Passage for review:
────────────────────
ASCENT South Africa recently held a campaign in the busy Tshwane’s inner city “Marabastad”, aimed at tuberculosis (TB) case finding and community education on the use of digital adherence technologies (DATs) to improve TB treatment outcomes. The ASCENT South Africa team brought the slogan “Working together to end TB” to life, adopting a dynamic idea from the community advisory board (CAB) to do community outreach activities.
Nontobeko Mokone, the study coordinator for the Tshwane district, said the idea for the campaign came from a member of the ASCENT Community Advisory Board, who had done a similar smaller drive in their area. “It really brings to life the slogan; ‘Working together to end TB.’ We partnered with the Department of Health, who supplied the equipment such as the testing tubes and kits.” The team was joined by CAB members, TB tracers and doctors from the Folang Clinic, where they set up in a high foot traffic area – offering TB screening and facilitating the testing of patients found to have TB symptoms. The doctors also screened and offered point of care testing for other chronic ailments.
“These types of campaigns are crucial. We are meeting people where they are, and helping to detect TB early so patients can start treatment in time and adhere to treatment, therefore curb the spread of TB. It also gives us an opportunity to educate the community about DATs,” said Mokone.
“Community outreach activities are at the heart of public health, and are the essence of patient centred approaches”, said Nontobeko Ndlovu, the programme manager for ASCENT South Africa. “Community-based service delivery and community involvement are critical in improving the reach and sustainability of TB interventions”, she added.
The ASCENT project
The ASCENT project, implemented by The Aurum Institute in South Africa, aims to help TB patients to successfully complete their course of treatment using DATs, such as smart pill boxes linked to a central web-based platform.
Since project implementation in February 2021, ASCENT South Africa has provided digital adherence support to 1258 participants on TB treatment, in over 80 participating healthcare facilities in 5 districts, which include Tshwane, Ekurhuleni, City of Johannesburg, Bojanala, and Western Cape’s West Coast district. The project aims to reach more than 90% patients initiated on TB treatment at participating facilities up to the end of 2022.
The Unitaid funded and supported ASCENT project in South Africa is led by KNCV Tuberculosis Foundation together with The Aurum Institute and in partnership with London School of Hygiene & Tropical Medicine, and PATH.
────────────────────
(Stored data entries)
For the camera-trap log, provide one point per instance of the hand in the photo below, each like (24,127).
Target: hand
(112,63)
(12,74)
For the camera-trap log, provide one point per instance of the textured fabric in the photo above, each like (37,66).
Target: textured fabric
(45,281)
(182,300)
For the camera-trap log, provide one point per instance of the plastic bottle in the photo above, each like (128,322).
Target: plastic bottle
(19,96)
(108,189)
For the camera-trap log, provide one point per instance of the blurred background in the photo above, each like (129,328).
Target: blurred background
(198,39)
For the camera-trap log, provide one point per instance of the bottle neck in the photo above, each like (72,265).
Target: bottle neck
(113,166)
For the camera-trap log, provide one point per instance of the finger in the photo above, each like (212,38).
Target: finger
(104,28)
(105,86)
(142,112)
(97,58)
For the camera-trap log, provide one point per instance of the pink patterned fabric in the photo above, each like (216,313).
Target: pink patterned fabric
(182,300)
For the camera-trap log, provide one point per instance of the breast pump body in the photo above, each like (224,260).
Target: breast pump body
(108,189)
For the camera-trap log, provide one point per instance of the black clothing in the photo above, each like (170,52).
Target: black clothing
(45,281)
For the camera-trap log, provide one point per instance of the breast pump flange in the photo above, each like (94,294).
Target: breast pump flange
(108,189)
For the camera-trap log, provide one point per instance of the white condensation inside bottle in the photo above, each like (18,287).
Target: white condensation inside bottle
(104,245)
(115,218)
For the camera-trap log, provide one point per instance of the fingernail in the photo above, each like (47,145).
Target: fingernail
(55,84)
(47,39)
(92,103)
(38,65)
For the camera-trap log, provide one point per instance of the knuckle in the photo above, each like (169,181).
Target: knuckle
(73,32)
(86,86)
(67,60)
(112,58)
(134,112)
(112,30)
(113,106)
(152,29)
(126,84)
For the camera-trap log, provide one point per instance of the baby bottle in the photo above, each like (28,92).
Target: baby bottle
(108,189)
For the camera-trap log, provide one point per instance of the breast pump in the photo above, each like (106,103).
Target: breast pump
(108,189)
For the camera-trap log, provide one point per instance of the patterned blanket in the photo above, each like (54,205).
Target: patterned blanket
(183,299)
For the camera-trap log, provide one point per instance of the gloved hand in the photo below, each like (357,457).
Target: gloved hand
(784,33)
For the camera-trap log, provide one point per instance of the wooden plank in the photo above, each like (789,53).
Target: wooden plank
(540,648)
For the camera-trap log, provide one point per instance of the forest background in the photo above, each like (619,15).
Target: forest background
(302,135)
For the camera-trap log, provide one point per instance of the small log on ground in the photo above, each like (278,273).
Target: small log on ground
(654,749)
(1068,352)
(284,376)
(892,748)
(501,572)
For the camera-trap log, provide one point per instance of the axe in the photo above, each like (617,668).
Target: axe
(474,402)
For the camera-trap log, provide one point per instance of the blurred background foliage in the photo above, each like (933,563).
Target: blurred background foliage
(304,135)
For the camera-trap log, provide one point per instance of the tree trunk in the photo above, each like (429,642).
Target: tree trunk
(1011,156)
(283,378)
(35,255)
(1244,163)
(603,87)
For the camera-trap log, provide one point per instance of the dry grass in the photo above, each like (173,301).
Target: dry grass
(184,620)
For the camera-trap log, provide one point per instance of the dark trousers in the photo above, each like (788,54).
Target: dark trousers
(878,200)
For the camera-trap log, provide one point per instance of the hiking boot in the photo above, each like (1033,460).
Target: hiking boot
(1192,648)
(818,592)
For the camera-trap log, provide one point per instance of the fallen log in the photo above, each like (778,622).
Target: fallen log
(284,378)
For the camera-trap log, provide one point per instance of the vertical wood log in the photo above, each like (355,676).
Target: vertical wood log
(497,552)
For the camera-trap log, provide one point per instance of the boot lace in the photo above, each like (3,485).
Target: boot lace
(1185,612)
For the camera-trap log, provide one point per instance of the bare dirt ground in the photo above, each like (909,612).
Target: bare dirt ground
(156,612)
────────────────────
What to do:
1. According to the ASCENT article, why does Mokone regard campaigns of this kind as crucial?
2. In the ASCENT article, which partner supplied the testing tubes and kits for the campaign?
3. Extract from the ASCENT article everything from "The Unitaid funded" down to "Medicine, and PATH.".

Answers:
1. Mokone says such campaigns meet people where they are and help detect TB early, so that patients can start treatment in time, adhere to it, and thereby curb the spread of TB. The campaigns also offer a chance to educate the community about DATs.

2. The Department of Health.

3.
The Unitaid funded and supported ASCENT project in South Africa is led by KNCV Tuberculosis Foundation together with The Aurum Institute and in partnership with London School of Hygiene & Tropical Medicine, and PATH.